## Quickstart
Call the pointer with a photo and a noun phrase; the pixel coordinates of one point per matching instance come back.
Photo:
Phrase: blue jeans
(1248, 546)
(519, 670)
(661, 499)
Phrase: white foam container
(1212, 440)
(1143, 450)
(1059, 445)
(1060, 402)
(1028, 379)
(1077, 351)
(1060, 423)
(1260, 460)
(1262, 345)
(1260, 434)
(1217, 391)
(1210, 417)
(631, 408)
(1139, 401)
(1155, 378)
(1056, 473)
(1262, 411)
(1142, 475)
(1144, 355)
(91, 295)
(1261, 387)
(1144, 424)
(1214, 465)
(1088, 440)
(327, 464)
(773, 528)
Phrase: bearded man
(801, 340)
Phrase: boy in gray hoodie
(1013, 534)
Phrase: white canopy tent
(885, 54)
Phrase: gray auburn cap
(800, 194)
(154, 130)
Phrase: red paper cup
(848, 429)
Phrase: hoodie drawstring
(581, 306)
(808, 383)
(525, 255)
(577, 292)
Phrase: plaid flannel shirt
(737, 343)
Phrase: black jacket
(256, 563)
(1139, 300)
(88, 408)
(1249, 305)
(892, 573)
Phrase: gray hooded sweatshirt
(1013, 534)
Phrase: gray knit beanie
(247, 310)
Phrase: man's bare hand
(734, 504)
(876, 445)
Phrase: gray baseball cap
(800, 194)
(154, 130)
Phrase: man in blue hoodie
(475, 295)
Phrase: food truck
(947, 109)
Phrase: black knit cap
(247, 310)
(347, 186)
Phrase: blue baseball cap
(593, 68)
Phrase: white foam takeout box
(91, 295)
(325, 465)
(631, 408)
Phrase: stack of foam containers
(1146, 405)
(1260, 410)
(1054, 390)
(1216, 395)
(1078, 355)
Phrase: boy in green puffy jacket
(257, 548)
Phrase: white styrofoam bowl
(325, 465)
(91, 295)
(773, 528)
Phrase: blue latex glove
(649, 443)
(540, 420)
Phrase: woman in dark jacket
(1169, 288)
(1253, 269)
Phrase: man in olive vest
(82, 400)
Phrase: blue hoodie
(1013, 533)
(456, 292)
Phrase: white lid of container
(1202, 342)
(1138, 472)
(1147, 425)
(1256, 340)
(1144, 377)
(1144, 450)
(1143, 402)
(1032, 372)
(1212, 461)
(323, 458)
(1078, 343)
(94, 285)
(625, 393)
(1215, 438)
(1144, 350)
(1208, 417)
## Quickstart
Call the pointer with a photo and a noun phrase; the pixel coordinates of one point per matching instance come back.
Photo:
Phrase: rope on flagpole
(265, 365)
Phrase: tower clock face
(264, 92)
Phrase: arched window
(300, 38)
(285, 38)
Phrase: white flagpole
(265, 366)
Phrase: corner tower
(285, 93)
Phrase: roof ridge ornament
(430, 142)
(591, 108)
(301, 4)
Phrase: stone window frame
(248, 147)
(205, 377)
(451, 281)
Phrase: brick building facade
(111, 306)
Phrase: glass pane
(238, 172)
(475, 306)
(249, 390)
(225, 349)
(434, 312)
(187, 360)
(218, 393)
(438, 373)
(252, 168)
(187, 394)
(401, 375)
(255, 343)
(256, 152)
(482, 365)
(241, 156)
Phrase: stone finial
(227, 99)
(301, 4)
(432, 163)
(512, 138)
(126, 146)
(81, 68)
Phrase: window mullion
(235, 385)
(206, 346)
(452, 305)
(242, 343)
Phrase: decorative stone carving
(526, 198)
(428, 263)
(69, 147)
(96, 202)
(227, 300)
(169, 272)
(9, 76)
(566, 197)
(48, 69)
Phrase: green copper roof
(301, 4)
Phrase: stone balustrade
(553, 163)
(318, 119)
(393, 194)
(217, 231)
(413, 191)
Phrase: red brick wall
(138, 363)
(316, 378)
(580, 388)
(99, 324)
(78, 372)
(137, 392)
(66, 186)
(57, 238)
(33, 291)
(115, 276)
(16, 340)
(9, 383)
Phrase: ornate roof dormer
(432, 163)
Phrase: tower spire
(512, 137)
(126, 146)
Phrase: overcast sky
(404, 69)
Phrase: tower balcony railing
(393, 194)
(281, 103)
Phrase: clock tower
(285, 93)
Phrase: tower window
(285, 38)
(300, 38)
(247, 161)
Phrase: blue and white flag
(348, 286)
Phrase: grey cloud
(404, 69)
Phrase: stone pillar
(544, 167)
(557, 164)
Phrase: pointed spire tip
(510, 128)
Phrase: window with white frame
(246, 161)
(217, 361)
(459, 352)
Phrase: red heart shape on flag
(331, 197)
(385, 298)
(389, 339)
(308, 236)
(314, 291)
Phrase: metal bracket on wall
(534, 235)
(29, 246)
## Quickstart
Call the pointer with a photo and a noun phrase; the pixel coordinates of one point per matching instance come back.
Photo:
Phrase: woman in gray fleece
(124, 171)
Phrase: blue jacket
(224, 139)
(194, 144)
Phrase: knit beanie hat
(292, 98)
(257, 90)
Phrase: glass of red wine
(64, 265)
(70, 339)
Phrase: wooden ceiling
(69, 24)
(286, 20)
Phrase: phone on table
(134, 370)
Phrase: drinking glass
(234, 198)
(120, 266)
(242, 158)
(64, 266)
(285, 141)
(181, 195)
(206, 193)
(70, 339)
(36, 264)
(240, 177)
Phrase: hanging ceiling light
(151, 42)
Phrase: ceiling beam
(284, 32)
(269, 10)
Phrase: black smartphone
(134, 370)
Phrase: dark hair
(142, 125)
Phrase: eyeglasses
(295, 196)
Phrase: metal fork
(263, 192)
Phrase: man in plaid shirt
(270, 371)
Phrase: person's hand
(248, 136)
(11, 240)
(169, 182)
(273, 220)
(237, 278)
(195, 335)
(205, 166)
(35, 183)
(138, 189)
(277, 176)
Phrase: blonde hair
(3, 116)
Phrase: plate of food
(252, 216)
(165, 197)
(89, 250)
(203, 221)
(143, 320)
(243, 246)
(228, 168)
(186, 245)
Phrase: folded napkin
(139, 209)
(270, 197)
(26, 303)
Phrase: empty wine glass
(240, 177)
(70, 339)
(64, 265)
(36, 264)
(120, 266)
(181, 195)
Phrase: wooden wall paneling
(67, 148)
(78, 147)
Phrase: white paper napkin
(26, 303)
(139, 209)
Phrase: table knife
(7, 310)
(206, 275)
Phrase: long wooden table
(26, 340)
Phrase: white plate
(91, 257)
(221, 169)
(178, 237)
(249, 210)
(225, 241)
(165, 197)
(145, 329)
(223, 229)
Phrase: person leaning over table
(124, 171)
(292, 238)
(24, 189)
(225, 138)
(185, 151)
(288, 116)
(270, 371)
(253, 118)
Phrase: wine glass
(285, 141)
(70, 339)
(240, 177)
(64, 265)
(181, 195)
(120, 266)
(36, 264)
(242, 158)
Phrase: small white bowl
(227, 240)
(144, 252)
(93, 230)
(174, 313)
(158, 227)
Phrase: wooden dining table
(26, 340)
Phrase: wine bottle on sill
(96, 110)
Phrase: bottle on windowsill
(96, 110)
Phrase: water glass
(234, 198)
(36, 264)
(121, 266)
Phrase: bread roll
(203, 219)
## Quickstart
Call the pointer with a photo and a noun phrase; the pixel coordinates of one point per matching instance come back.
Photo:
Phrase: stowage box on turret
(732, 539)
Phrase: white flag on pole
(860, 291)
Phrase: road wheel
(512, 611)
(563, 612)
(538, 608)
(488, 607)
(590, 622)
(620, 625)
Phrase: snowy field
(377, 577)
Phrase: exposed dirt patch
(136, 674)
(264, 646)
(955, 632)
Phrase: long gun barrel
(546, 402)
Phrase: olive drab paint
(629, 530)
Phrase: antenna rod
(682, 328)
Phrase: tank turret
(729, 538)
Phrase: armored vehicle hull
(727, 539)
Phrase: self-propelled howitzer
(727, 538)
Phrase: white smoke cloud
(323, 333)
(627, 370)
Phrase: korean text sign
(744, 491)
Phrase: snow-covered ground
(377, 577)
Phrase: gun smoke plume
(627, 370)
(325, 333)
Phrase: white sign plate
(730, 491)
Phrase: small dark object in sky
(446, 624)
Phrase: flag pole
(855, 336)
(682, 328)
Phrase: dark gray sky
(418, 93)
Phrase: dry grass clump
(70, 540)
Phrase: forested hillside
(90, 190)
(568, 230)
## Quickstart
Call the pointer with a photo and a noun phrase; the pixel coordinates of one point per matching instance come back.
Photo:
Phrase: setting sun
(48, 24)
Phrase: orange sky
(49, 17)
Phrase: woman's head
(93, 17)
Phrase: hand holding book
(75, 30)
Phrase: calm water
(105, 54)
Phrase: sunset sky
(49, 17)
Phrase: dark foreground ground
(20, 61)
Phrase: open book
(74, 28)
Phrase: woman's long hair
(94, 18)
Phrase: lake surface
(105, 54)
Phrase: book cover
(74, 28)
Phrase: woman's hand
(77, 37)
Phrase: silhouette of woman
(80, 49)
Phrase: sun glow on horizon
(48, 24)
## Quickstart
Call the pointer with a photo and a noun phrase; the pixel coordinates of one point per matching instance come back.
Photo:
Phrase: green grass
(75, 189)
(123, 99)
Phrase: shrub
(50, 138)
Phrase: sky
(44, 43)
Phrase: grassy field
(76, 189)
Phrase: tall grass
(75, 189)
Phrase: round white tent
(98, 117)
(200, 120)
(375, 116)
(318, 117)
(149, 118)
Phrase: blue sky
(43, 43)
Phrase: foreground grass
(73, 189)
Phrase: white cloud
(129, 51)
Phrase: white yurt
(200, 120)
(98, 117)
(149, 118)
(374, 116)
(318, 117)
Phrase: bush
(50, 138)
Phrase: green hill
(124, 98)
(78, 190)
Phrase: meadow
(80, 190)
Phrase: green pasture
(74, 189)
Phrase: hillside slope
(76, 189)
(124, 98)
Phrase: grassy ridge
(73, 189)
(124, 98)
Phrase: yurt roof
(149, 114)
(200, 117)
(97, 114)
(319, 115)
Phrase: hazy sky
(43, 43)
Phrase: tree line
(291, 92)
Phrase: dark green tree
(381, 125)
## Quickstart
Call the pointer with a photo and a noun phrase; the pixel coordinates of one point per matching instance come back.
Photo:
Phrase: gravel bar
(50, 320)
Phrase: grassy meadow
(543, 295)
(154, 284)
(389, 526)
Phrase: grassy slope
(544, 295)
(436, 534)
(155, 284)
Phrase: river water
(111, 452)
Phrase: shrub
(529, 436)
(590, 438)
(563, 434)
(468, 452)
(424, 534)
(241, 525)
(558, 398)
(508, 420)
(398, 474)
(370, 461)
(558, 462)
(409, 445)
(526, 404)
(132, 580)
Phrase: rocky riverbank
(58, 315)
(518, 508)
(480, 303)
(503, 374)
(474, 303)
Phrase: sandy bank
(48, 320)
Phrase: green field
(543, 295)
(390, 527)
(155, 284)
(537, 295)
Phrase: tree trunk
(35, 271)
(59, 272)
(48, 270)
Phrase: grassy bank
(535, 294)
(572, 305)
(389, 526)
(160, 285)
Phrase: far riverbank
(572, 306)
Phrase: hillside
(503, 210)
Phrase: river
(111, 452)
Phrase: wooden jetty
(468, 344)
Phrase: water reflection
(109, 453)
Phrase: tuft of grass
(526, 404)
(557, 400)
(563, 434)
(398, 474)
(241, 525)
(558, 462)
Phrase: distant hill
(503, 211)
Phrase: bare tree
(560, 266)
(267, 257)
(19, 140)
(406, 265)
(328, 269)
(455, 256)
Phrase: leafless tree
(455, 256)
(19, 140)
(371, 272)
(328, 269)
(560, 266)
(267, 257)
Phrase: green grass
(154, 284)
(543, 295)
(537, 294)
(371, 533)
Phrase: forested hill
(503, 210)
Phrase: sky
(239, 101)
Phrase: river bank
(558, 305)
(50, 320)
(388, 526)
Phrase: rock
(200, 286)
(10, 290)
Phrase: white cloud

* Action item
Repeat word for word the lines running from the line containing "Phrase: grassy field" to the end of the entries above, inclusive.

* Answer space
Phrase: grassy field
(76, 189)
Phrase: tall grass
(75, 189)
Phrase: round white tent
(98, 117)
(200, 120)
(375, 116)
(318, 117)
(149, 118)
Phrase: blue sky
(43, 43)
Phrase: foreground grass
(73, 189)
Phrase: white cloud
(129, 51)
Phrase: white yurt
(200, 120)
(98, 117)
(149, 118)
(374, 116)
(318, 117)
Phrase: bush
(50, 138)
Phrase: green hill
(124, 98)
(78, 190)
Phrase: meadow
(80, 190)
Phrase: green pasture
(74, 189)
Phrase: hillside slope
(76, 189)
(124, 98)
Phrase: grassy ridge
(73, 189)
(124, 98)
Phrase: yurt roof
(149, 114)
(200, 117)
(97, 114)
(319, 115)
Phrase: hazy sky
(43, 43)
Phrase: tree line
(291, 92)
Phrase: dark green tree
(381, 125)
## Quickstart
Call the pointer with a photo and a noun phrase; the pixel coordinates of one point per matching instance come back.
Photo:
Phrase: gravel bar
(50, 320)
Phrase: grassy meadow
(543, 295)
(154, 284)
(389, 526)
Phrase: grassy slope
(544, 295)
(436, 534)
(155, 284)
Phrase: river water
(111, 452)
Phrase: shrub
(529, 436)
(590, 438)
(563, 434)
(468, 452)
(424, 534)
(241, 525)
(558, 398)
(508, 420)
(398, 474)
(370, 461)
(558, 462)
(409, 445)
(526, 404)
(132, 580)
Phrase: rocky riverbank
(58, 315)
(518, 508)
(480, 303)
(503, 374)
(474, 303)
Phrase: sandy bank
(48, 320)
Phrase: green field
(543, 295)
(390, 527)
(155, 284)
(537, 295)
Phrase: tree trunk
(35, 271)
(59, 272)
(48, 270)
Phrase: grassy bank
(535, 294)
(572, 305)
(389, 526)
(160, 285)
Phrase: far riverbank
(572, 306)
Phrase: hillside
(503, 210)
Phrase: river
(111, 452)
Phrase: wooden jetty
(468, 344)
Phrase: water reflection
(109, 453)
Phrase: tuft of grass
(526, 404)
(557, 400)
(563, 434)
(398, 474)
(241, 525)
(558, 462)
Phrase: distant hill
(503, 211)
Phrase: bare tree
(560, 266)
(267, 257)
(19, 140)
(406, 265)
(328, 269)
(455, 256)
Phrase: leafless tree
(455, 256)
(19, 140)
(371, 272)
(328, 269)
(560, 266)
(267, 257)
Phrase: green grass
(154, 284)
(543, 295)
(537, 294)
(371, 533)
Phrase: forested hill
(503, 210)
Phrase: sky
(239, 101)
Phrase: river bank
(558, 305)
(50, 320)
(388, 526)
Phrase: rock
(200, 286)
(10, 290)
Phrase: white cloud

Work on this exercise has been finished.